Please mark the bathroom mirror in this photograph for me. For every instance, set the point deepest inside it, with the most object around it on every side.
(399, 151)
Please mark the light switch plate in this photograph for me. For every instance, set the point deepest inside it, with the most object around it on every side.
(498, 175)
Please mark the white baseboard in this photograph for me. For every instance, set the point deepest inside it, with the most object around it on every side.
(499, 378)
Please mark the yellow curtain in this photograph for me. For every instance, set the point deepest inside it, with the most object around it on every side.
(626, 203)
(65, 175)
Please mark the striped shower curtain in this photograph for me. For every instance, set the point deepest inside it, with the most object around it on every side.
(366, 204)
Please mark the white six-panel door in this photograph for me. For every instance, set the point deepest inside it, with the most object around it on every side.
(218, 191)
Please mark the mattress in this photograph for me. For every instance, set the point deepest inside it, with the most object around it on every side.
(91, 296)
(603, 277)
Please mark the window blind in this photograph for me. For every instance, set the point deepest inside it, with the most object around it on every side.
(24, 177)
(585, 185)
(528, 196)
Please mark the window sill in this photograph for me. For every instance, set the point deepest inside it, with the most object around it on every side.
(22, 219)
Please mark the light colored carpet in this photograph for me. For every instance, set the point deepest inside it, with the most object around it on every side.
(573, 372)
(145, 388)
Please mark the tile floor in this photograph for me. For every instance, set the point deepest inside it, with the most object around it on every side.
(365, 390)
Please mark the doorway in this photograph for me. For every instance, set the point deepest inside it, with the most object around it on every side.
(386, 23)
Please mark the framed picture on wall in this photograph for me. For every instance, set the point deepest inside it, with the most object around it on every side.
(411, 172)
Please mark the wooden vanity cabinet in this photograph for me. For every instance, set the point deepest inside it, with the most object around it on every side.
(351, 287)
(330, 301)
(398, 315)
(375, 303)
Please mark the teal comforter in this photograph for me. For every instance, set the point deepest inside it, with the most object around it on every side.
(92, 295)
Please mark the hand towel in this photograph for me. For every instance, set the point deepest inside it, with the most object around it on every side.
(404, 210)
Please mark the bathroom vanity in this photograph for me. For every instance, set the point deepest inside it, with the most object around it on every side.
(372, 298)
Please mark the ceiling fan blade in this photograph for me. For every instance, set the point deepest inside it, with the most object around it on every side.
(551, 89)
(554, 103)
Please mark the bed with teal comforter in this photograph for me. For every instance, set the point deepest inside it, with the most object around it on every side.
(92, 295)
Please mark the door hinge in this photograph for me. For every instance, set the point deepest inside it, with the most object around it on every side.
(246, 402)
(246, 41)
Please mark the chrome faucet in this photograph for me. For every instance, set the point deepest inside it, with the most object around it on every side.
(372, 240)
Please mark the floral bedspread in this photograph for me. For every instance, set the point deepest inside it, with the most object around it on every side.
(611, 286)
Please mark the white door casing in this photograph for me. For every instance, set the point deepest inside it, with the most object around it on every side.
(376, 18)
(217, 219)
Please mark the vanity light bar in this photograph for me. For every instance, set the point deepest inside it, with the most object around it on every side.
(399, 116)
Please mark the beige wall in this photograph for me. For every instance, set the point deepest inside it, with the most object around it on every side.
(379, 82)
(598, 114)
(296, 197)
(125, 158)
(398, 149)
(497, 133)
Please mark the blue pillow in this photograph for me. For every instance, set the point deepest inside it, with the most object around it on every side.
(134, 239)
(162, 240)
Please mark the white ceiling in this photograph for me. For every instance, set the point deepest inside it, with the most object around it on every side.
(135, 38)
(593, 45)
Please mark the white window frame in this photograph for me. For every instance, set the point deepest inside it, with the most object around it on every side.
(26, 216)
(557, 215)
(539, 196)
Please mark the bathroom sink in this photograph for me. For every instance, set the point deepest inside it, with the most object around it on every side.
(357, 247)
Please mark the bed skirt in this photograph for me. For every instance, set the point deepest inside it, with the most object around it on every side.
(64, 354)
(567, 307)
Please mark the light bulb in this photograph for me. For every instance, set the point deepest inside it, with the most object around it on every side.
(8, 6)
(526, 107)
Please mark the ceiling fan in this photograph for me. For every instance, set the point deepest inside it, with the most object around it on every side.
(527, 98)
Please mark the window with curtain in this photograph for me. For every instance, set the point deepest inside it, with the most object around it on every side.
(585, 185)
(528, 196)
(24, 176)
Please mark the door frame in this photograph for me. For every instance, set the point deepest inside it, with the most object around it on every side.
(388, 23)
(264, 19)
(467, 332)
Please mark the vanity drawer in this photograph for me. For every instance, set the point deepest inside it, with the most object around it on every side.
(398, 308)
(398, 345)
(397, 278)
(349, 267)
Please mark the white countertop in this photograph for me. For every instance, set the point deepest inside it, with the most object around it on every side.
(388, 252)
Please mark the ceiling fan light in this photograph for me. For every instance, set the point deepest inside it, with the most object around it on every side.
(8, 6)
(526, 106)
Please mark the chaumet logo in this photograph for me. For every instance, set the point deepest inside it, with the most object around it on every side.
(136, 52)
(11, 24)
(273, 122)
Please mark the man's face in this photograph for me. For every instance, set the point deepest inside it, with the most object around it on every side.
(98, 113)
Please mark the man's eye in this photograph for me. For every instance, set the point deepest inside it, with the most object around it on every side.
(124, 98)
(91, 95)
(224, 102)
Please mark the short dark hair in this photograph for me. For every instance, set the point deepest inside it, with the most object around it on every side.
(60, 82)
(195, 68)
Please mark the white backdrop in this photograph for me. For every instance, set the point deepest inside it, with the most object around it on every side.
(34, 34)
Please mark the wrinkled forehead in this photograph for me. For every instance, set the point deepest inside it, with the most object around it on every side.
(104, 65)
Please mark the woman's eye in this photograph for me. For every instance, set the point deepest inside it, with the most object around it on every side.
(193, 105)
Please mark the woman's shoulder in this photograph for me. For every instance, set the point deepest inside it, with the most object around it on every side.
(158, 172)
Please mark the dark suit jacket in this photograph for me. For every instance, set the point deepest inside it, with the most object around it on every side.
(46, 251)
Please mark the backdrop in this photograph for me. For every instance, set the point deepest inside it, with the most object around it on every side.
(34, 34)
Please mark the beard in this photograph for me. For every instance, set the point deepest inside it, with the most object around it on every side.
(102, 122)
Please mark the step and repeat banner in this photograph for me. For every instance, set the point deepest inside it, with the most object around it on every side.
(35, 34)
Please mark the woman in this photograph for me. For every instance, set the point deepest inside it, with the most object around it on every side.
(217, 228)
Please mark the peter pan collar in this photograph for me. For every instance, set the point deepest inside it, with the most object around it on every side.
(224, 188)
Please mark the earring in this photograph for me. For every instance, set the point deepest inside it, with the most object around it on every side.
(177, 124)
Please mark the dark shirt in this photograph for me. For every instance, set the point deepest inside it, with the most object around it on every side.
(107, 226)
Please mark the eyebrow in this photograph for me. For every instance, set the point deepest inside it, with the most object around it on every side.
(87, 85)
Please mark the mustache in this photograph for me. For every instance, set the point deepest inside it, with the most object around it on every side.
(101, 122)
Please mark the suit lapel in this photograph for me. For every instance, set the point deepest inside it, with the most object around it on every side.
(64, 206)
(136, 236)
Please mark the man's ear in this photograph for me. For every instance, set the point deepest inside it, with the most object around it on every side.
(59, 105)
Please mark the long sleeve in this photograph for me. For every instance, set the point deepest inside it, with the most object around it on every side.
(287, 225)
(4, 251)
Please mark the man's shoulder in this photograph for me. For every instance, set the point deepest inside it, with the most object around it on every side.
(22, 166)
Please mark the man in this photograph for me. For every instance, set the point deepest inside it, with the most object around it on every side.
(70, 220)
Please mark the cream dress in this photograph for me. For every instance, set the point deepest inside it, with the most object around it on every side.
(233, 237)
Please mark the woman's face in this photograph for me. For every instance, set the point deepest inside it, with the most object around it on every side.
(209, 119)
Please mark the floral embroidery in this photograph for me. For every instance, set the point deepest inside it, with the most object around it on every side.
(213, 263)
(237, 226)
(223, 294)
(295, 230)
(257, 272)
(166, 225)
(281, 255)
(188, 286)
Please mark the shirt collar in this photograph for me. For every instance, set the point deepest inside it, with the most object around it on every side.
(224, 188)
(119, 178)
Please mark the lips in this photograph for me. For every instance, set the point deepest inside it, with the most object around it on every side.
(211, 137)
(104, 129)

------------

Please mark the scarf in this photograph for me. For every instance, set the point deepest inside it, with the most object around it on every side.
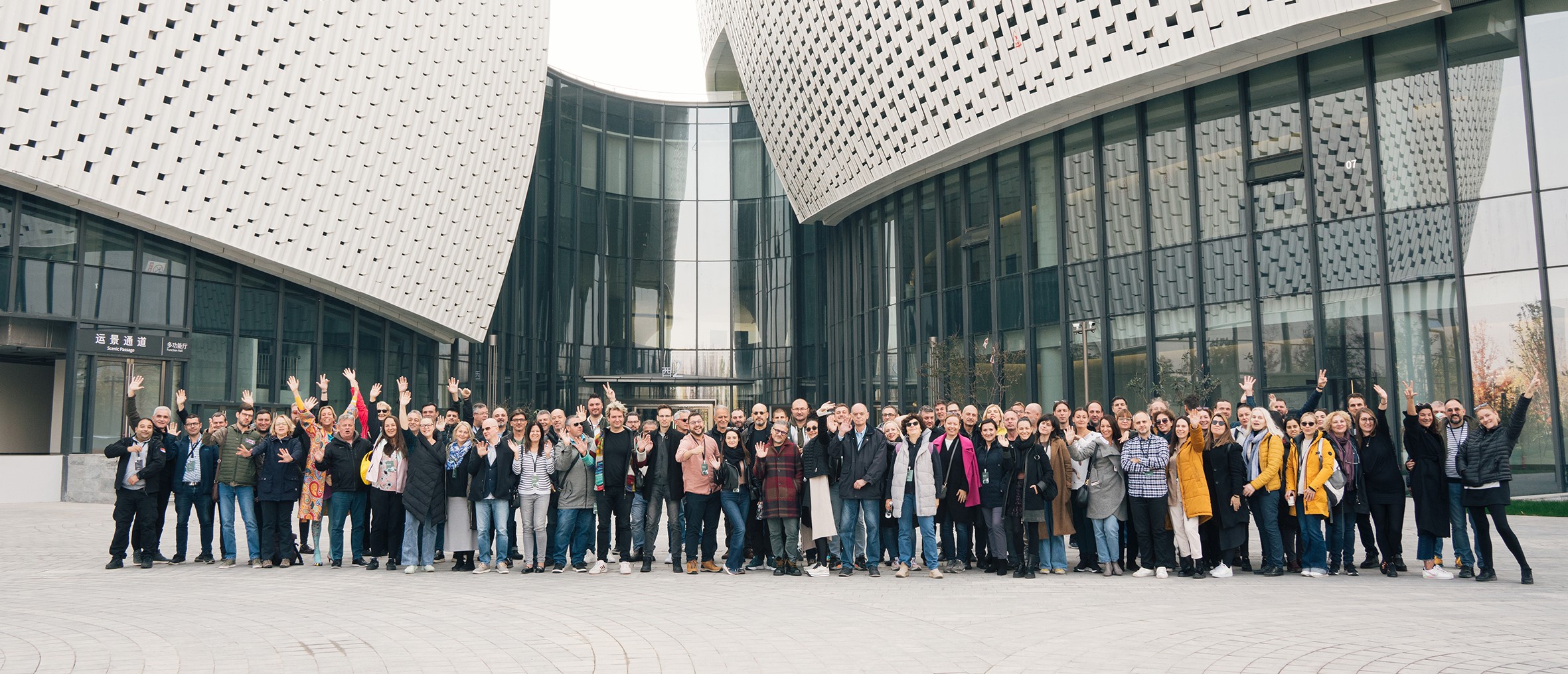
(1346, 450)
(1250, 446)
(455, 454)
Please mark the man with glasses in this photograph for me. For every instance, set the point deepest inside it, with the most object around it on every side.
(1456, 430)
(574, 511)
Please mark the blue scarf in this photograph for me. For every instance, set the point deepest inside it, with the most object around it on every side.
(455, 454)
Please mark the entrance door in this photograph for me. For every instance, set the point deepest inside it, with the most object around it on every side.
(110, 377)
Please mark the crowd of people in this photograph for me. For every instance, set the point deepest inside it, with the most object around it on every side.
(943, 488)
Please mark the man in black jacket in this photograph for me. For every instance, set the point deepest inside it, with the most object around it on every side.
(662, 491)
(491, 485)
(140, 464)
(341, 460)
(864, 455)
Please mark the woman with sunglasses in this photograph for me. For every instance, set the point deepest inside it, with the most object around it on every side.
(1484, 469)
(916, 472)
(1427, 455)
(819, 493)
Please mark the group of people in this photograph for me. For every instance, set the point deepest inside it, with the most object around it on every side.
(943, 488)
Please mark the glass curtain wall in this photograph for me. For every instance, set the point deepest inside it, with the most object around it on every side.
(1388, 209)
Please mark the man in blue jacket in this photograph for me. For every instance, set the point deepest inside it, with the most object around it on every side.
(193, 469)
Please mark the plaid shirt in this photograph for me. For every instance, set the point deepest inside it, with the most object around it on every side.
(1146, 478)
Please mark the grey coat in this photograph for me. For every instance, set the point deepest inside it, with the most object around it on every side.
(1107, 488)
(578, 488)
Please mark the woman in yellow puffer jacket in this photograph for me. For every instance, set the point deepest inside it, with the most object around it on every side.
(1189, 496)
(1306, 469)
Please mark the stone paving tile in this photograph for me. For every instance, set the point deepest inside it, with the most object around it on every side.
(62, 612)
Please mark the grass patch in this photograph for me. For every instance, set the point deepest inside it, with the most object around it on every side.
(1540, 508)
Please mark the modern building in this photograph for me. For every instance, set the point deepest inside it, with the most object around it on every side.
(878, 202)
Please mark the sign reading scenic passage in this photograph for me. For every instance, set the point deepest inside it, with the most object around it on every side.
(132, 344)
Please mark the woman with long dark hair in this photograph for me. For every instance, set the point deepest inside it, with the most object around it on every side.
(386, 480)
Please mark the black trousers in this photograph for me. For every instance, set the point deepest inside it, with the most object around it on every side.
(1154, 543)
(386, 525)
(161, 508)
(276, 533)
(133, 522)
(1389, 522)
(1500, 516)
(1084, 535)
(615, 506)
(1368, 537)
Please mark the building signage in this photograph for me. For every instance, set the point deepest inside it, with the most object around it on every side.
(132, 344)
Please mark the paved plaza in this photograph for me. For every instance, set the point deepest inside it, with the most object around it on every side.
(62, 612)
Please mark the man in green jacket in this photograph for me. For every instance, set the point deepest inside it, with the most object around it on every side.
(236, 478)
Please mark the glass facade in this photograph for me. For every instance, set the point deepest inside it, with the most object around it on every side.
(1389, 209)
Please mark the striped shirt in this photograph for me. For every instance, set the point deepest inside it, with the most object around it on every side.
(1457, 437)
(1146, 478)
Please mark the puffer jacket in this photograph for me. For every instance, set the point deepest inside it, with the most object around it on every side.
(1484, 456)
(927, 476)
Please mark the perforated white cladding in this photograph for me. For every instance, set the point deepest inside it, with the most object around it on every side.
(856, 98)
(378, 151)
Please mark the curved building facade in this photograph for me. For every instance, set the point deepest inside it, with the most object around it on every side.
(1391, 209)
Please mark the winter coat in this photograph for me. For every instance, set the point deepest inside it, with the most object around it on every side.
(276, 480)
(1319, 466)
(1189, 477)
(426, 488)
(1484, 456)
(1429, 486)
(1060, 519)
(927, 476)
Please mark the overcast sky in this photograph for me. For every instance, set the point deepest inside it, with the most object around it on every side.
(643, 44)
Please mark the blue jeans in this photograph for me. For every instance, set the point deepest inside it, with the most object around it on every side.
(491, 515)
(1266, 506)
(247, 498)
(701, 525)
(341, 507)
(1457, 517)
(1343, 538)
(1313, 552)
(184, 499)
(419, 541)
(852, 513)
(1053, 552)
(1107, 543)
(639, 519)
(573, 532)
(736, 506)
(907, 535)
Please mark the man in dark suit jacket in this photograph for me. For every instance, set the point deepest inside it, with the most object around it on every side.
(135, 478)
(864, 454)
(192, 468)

------------

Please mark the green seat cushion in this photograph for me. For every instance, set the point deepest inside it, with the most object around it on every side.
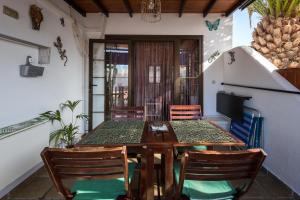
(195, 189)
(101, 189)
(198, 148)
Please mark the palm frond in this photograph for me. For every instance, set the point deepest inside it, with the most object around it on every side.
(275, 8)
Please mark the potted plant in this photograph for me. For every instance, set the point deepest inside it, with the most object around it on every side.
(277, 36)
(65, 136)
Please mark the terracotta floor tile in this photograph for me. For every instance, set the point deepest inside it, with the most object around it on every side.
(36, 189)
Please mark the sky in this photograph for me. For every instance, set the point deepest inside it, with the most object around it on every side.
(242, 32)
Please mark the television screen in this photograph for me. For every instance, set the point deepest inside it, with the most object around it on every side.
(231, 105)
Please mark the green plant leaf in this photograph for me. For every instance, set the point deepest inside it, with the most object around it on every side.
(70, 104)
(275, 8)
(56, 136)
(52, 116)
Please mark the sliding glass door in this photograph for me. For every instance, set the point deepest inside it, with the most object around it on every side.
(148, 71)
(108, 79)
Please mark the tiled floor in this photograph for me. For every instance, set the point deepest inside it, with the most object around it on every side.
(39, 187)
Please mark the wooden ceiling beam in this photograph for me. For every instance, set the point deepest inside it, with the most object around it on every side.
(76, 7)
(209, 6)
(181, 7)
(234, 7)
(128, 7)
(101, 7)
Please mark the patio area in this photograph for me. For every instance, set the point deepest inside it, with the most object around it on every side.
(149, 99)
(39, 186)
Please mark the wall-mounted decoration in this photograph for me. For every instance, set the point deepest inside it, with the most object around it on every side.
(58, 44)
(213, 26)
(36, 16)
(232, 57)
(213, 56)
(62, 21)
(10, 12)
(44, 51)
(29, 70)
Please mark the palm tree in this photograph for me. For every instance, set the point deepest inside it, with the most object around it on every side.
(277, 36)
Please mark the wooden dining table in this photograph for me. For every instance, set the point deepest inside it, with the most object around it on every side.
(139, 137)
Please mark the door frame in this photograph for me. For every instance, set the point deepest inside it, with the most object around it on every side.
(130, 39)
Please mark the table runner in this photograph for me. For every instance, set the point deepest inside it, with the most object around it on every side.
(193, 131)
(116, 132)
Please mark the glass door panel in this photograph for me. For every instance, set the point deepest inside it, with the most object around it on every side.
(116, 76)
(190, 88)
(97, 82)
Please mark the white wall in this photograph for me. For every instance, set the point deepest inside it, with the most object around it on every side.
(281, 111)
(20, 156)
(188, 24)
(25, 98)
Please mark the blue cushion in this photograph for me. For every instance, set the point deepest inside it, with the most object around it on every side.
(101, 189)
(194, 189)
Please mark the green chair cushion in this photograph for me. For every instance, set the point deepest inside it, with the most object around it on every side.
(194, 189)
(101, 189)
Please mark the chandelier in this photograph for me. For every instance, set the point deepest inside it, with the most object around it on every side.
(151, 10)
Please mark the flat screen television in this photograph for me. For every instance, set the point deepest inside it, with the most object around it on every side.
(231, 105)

------------

- Request -
Count the lines in the entries above that contain the word "facade", treating uppercase and lowercase as distinct, and give only the number.

- Written response -
2